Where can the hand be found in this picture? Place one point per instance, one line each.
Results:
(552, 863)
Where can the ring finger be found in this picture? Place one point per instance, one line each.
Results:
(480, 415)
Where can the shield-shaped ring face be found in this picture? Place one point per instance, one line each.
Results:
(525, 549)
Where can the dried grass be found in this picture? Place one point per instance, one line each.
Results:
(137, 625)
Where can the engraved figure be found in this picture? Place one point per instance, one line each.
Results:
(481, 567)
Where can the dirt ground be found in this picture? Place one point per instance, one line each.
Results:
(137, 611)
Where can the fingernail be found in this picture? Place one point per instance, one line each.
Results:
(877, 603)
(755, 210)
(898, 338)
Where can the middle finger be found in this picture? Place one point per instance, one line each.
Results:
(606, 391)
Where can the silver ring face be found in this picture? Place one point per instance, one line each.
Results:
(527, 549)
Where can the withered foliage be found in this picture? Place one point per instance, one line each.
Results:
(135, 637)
---
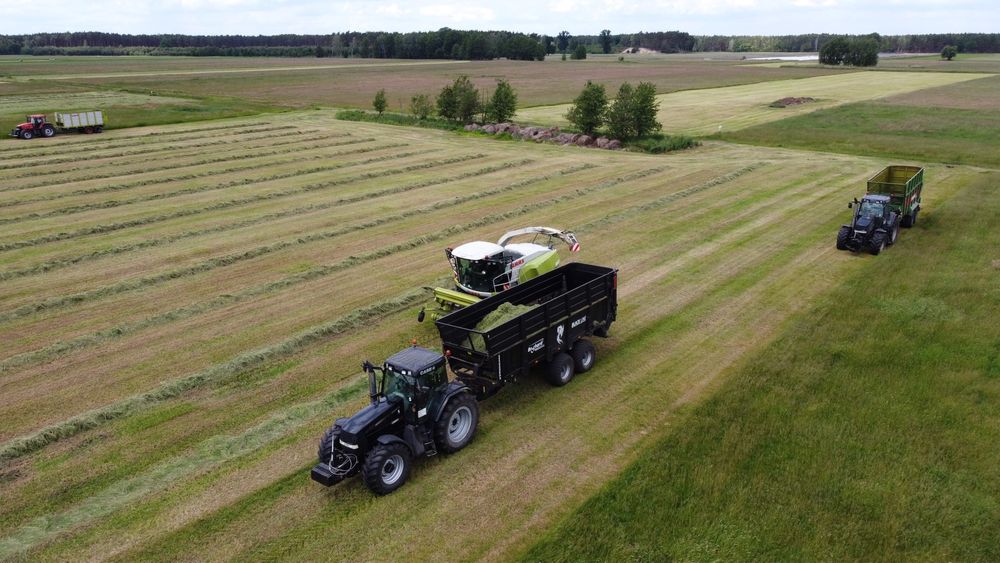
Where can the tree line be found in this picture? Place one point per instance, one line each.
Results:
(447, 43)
==
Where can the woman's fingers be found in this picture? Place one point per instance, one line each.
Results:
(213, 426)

◆ Requirement:
Count the lines in the records above that contain the string "face", matching case exactly. Reply with the number alone.

◆ Worked solution:
2